Source passage:
::::::::::
On August 23, 1992, it was a calm, windless, average summer day in Miami. Yet, the undercurrent was boiling. South Florida natives were tense – eyes glued to Bryan Norcross, the television meteorologist and hurricane specialist. We were bracing for what would become the 4th most powerful storm to hit landfall in the U.S.
We took shelter at our friends’ (Bob & Hallie’s) home. Rather than jogging north as predicted, the hurricane moved South and we were directly in its path. That night, the winds and rains pounded away for hours. We moved into an interior room, the bathroom, to seek maximum protection. Six-week old Rachel was tucked safely away. Our baby girl slept soundly through the howling winds and rain. She slept through the crashing of a huge Oak tree which rattled the home and all the windows. Colicky Rachel slept better that terrifying night than she had on any night in the prior month. And then our dear sweet girl, proceeded to wail away for most of the 5 sweltering days which followed when we had no water or electricity. (I remember this clearly honey, yes I do. No revisionist history here. No Mme.)
::::::::::
Recorded information:
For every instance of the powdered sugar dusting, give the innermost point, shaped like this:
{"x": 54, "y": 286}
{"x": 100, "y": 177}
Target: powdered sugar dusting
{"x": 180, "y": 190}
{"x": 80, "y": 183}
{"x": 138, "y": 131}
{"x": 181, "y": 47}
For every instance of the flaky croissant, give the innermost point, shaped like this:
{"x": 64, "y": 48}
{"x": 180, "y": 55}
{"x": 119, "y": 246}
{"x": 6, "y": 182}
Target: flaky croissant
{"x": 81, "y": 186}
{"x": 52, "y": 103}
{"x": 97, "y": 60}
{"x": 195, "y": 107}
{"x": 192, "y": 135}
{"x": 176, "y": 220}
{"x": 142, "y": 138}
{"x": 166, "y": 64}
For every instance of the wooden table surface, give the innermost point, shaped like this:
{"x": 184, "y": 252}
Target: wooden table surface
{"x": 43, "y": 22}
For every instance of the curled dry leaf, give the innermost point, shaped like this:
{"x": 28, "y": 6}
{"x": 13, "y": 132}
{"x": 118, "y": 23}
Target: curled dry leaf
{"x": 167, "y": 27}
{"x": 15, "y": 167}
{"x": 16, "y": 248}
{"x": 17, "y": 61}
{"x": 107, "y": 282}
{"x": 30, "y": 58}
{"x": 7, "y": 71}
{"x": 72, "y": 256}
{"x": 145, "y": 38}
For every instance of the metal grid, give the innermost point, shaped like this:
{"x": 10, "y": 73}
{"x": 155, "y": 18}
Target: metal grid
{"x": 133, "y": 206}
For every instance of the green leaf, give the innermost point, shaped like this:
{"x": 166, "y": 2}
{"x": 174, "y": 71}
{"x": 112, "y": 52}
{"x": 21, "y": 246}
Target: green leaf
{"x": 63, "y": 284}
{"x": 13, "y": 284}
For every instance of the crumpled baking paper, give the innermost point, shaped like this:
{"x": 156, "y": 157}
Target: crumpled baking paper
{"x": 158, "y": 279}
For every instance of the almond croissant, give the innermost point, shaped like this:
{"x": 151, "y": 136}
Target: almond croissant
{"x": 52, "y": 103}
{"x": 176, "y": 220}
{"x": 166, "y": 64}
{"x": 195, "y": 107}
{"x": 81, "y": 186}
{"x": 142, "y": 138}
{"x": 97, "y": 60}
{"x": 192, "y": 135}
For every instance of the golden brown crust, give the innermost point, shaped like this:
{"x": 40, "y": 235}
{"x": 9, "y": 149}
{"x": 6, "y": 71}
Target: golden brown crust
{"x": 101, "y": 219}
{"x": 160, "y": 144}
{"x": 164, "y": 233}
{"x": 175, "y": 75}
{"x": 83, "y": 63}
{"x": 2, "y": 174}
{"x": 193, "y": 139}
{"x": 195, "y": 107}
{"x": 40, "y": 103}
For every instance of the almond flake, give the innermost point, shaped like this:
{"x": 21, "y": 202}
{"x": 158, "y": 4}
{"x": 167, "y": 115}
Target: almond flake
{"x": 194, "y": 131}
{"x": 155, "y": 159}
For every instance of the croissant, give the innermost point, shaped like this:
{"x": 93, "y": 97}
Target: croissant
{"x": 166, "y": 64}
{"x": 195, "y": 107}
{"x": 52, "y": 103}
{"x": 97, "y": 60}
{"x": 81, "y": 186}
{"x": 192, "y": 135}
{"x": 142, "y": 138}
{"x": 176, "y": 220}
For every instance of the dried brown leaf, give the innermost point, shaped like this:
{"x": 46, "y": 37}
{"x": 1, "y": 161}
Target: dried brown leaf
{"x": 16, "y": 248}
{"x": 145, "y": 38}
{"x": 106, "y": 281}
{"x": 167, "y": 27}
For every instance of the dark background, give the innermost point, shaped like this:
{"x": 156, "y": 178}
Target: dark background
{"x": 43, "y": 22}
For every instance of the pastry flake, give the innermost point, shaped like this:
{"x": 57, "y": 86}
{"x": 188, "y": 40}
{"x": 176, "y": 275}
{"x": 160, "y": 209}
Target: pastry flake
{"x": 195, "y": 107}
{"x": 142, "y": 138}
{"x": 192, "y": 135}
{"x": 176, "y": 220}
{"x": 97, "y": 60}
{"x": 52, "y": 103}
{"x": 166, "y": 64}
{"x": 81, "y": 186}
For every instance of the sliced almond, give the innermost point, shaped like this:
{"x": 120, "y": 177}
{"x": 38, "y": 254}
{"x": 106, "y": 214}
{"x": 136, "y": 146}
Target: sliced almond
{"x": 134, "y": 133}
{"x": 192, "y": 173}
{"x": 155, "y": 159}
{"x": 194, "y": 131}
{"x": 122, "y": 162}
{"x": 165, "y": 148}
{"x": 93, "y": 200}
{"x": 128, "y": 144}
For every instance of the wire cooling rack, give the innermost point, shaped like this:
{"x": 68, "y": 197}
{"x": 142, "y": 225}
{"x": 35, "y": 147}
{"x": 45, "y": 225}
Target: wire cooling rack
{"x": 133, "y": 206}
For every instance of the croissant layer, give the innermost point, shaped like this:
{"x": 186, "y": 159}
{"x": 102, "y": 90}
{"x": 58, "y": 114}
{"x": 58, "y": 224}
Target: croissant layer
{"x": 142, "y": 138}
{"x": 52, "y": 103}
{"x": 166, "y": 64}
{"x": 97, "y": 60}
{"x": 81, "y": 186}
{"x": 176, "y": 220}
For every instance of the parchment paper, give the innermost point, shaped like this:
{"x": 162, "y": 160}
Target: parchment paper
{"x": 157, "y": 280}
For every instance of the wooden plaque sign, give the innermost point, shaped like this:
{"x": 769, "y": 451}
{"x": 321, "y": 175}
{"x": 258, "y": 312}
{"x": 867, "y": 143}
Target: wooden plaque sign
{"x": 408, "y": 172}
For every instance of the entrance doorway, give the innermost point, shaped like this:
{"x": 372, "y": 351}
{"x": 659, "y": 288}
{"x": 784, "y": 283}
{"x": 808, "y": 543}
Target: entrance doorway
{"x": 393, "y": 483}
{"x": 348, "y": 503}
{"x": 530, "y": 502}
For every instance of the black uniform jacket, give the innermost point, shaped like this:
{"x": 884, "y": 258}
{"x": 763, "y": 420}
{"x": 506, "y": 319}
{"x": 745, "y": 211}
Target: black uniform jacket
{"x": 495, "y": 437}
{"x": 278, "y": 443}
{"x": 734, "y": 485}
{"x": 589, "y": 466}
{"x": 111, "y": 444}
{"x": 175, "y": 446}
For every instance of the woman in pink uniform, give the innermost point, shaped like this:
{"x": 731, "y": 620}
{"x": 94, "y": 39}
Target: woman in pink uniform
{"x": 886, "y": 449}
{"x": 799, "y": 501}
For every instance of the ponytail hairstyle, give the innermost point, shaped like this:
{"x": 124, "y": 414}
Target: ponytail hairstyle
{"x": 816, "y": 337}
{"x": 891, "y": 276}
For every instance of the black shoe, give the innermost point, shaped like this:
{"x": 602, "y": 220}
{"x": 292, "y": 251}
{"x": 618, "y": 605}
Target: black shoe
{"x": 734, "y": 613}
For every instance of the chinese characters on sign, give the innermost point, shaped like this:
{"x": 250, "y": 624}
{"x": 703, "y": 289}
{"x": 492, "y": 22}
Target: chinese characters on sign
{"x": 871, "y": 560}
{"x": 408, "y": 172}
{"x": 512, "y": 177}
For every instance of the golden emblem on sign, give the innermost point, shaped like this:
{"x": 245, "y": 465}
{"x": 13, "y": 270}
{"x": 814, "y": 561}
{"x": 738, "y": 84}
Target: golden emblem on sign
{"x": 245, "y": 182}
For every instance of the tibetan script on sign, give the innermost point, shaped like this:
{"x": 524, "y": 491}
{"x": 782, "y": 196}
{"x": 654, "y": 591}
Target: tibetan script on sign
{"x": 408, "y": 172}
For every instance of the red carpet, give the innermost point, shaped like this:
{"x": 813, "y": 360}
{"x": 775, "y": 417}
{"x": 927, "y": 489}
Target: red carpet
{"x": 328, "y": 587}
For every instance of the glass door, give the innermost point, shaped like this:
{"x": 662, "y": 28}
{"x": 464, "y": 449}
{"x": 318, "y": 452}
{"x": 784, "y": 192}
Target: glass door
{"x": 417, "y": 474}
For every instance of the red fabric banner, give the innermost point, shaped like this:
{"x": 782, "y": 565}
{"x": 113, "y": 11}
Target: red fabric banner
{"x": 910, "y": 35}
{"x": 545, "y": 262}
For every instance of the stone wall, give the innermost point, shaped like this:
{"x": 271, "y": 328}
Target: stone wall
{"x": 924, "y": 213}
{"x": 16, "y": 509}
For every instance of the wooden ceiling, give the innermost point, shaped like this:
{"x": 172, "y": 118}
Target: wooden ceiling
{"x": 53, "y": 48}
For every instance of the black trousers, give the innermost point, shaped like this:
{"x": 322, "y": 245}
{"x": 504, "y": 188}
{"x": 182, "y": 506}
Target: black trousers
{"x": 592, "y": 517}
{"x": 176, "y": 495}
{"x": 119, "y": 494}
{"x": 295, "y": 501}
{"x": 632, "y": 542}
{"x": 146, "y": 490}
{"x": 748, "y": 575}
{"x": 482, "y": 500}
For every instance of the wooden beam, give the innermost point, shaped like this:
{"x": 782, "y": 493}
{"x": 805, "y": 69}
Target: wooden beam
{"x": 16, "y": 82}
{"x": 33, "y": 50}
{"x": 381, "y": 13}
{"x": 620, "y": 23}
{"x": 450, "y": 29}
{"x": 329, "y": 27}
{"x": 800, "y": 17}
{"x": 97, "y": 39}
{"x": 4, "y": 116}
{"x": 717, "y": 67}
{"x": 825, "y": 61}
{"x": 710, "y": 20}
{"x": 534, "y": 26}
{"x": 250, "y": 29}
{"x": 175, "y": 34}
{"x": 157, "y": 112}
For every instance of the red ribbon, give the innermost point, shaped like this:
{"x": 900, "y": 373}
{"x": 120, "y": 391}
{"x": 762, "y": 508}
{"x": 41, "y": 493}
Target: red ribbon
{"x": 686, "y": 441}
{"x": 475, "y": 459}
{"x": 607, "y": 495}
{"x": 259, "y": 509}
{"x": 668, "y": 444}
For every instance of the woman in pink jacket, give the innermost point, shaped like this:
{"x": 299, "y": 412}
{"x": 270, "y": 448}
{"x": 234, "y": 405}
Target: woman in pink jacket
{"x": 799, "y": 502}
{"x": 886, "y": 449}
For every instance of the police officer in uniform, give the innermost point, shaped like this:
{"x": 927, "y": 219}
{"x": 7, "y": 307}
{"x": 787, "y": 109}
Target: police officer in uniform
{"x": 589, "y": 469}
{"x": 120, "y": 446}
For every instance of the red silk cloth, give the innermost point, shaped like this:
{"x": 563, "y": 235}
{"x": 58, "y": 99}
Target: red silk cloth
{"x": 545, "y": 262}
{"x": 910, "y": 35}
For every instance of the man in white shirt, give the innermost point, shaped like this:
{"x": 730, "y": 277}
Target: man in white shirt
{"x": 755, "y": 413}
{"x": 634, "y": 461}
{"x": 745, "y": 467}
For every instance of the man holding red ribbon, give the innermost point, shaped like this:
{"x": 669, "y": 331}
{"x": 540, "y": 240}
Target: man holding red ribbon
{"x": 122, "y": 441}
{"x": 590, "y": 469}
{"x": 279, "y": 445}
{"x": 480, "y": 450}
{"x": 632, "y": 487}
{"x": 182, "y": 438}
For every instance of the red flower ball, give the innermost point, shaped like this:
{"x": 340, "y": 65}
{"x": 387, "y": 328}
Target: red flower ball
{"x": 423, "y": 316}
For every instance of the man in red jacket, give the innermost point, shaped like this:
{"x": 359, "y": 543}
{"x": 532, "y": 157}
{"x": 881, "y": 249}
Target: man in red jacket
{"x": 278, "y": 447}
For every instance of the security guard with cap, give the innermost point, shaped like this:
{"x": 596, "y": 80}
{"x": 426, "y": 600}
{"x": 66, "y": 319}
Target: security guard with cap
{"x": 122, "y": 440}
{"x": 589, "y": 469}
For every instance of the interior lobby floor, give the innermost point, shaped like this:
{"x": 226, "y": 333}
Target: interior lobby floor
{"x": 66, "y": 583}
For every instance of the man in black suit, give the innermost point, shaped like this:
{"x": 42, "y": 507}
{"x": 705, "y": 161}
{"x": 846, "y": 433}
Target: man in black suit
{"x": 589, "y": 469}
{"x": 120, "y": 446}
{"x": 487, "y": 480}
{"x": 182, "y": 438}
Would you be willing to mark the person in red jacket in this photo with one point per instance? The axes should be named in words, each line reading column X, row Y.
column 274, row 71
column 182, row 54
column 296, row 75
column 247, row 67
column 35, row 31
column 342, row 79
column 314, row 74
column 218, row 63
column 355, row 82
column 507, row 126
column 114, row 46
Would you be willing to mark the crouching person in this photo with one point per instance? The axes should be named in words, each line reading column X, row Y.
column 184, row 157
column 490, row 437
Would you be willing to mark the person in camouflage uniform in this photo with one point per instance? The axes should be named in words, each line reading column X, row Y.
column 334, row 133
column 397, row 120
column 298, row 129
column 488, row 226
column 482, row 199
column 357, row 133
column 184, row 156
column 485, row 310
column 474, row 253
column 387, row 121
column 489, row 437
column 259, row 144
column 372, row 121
::::::::::
Exercise description: Please retype the hurricane account word for word, from its first sentence to its last.

Exercise response:
On August 23, 1992, it was a calm, windless, average summer day in Miami. Yet, the undercurrent was boiling. South Florida natives were tense – eyes glued to Bryan Norcross, the television meteorologist and hurricane specialist. We were bracing for what would become the 4th most powerful storm to hit landfall in the U.S.
We took shelter at our friends’ (Bob & Hallie’s) home. Rather than jogging north as predicted, the hurricane moved South and we were directly in its path. That night, the winds and rains pounded away for hours. We moved into an interior room, the bathroom, to seek maximum protection. Six-week old Rachel was tucked safely away. Our baby girl slept soundly through the howling winds and rain. She slept through the crashing of a huge Oak tree which rattled the home and all the windows. Colicky Rachel slept better that terrifying night than she had on any night in the prior month. And then our dear sweet girl, proceeded to wail away for most of the 5 sweltering days which followed when we had no water or electricity. (I remember this clearly honey, yes I do. No revisionist history here. No Mme.)